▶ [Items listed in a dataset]
=== Begin Enclosure ===
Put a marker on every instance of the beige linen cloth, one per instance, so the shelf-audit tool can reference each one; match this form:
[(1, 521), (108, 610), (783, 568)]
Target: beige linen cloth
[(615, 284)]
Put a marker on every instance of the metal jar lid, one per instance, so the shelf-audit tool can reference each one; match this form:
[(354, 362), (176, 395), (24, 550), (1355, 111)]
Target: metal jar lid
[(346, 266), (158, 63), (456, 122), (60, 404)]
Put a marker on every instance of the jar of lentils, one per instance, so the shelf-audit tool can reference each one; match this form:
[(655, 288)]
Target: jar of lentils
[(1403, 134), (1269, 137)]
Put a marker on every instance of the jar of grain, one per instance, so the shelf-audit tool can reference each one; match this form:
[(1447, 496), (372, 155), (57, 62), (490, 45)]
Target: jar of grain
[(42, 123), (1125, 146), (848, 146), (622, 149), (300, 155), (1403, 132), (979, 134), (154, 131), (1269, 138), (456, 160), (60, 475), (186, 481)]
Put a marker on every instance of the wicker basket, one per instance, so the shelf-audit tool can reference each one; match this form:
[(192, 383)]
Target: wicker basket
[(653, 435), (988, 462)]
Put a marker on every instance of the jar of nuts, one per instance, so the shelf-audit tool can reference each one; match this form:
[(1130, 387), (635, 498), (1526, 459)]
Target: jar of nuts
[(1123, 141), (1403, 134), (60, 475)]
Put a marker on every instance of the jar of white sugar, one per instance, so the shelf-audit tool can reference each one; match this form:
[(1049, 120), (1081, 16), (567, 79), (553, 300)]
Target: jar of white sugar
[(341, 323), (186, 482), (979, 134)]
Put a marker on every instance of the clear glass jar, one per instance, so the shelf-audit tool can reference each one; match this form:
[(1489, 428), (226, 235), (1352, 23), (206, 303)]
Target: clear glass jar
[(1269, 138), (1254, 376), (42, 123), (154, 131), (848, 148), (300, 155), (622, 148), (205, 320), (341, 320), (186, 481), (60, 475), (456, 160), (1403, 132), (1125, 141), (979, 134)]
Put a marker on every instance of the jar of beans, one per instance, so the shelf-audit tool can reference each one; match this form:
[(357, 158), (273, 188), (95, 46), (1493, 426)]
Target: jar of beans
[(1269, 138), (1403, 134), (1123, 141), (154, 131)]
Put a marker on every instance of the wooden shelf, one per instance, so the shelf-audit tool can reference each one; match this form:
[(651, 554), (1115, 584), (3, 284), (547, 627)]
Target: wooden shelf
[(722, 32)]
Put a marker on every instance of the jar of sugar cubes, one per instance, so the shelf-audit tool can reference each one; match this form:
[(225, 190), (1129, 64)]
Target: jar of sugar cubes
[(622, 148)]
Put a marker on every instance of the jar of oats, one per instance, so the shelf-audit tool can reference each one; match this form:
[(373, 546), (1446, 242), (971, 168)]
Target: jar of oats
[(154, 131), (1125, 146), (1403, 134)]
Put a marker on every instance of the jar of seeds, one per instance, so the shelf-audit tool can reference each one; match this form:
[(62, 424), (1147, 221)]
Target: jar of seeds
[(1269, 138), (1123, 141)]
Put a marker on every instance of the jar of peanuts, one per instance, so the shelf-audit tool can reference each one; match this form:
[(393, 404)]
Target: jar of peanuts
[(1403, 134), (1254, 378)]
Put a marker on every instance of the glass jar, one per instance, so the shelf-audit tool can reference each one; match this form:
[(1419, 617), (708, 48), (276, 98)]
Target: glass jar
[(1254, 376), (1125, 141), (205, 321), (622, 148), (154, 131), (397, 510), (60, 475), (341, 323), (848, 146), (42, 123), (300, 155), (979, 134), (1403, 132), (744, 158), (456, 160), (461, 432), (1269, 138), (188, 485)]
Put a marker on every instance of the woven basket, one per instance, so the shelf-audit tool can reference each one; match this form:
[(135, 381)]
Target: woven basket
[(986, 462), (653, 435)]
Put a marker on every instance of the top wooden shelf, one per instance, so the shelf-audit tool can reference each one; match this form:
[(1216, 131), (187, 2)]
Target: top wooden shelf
=== End Enclosure ===
▶ [ACTIVITY] Repeat the entries exactly, leaving nothing out.

▶ [RESPONSE BOX]
Put a marker on every instance of the beige linen cloth, one per instance, so the shelf-audit tool can reference each one; match this form:
[(1, 521), (108, 610), (783, 568)]
Target: beige linen cloth
[(615, 284)]
Put a marker on every instance of the metal jar lid, one per instance, so the shelf-audit tool can reference each one; match this form:
[(354, 362), (176, 395), (24, 550), (1355, 111)]
Target: metal jar lid
[(346, 266), (158, 63), (456, 122), (60, 404)]
Put a marker on every instance of the jar of lentils, one per instance, so the shelf-audit tool can reference each one; match this form:
[(655, 288)]
Target: jar of lentils
[(1403, 134), (1269, 137)]
Put a marker on every instance of the jar of grain, one per instance, so the shelf-audit tool can reference each one; match this form:
[(1447, 496), (372, 155), (57, 62), (490, 45)]
Target: jar of grain
[(42, 123), (1125, 146), (848, 146), (622, 149), (300, 155), (1403, 132), (979, 134), (154, 131), (1269, 138), (456, 160), (60, 475), (186, 481)]
Put a marker on every instance of the wicker basket, one per instance, so the shelf-audit tool can reference each one; match this form:
[(192, 383)]
Target: wicker basket
[(653, 435), (988, 462)]
Put a marker on every instance of the jar of nuts, one per instance, so the shelf-audit tool can reference each one; match this form:
[(1130, 387), (635, 498), (1526, 459)]
Target: jar of nuts
[(1123, 141), (1403, 134), (60, 475)]
Put a marker on every instance of the jar of white sugar, one per instance, so the shelf-audit tool can reference each one; match this form:
[(1049, 120), (1081, 16), (567, 79), (553, 300)]
Target: jar of white sugar
[(341, 323), (186, 482), (979, 134)]
Put a marker on every instance of the clear glass jar, one per instance, so the shelf-audit tool can reference each one; match this form:
[(1489, 428), (226, 235), (1352, 23), (206, 303)]
Target: clear glass jar
[(1269, 138), (1254, 376), (42, 123), (154, 131), (848, 148), (300, 155), (622, 148), (205, 320), (341, 320), (186, 481), (60, 475), (456, 160), (1403, 132), (1125, 141), (979, 134)]
Put a marker on every instance of the jar of beans, one per instance, so the shelf-audit tool can reference each one; match this form:
[(357, 158), (273, 188), (95, 46), (1493, 426)]
Target: jar of beans
[(1269, 138), (1403, 134), (1123, 141), (154, 131)]
Put a marker on every instance of the wooden shelf, one per instance, so the shelf-audit tool can reference each one; match this form:
[(651, 554), (1115, 584), (3, 284), (547, 627)]
Target: wooden shelf
[(722, 32)]
Put a marker on every instance of the jar of sugar cubes, one per instance, so the shelf-audit tool can reference each one; match this form:
[(225, 190), (1129, 64)]
Target: jar of sugar cubes
[(622, 148)]
Put a marker on every instance of the jar of oats, one per instance, so the shelf-audit tool can reference each one; match this form:
[(373, 546), (1446, 242), (971, 168)]
Target: jar of oats
[(154, 131), (1125, 146), (1403, 134)]
Put a marker on every instance of the jar of seeds, one per instance, so the shelf-audit tool can reference each one; match this form:
[(62, 424), (1147, 221)]
Target: jar of seeds
[(1269, 138), (1123, 141)]
Put a marker on every instance of the jar of peanuts, one per instance, so the shelf-audit tool can reference each one; match this form:
[(393, 404)]
Target: jar of peanuts
[(1403, 134), (1254, 378)]
Put a marker on every instance of the glass jar, one per instance, so the shelf-audit tool can reference each one; match this form:
[(1419, 617), (708, 48), (276, 98)]
Target: glass jar
[(1254, 376), (1125, 141), (205, 321), (622, 148), (154, 131), (397, 510), (60, 475), (341, 323), (848, 146), (42, 123), (300, 155), (979, 134), (1403, 132), (744, 158), (456, 160), (461, 432), (1269, 138), (188, 485)]
Put a marker on every instance of the woven basket, one per instance, so the shelf-audit tool can reference each one; match this form:
[(135, 381)]
Target: woven basket
[(986, 462), (653, 435)]
Put a marker on every instance of the top wooden shelf, one per instance, so the shelf-audit tool can reference each one; match this form:
[(1216, 131), (187, 2)]
Target: top wooden shelf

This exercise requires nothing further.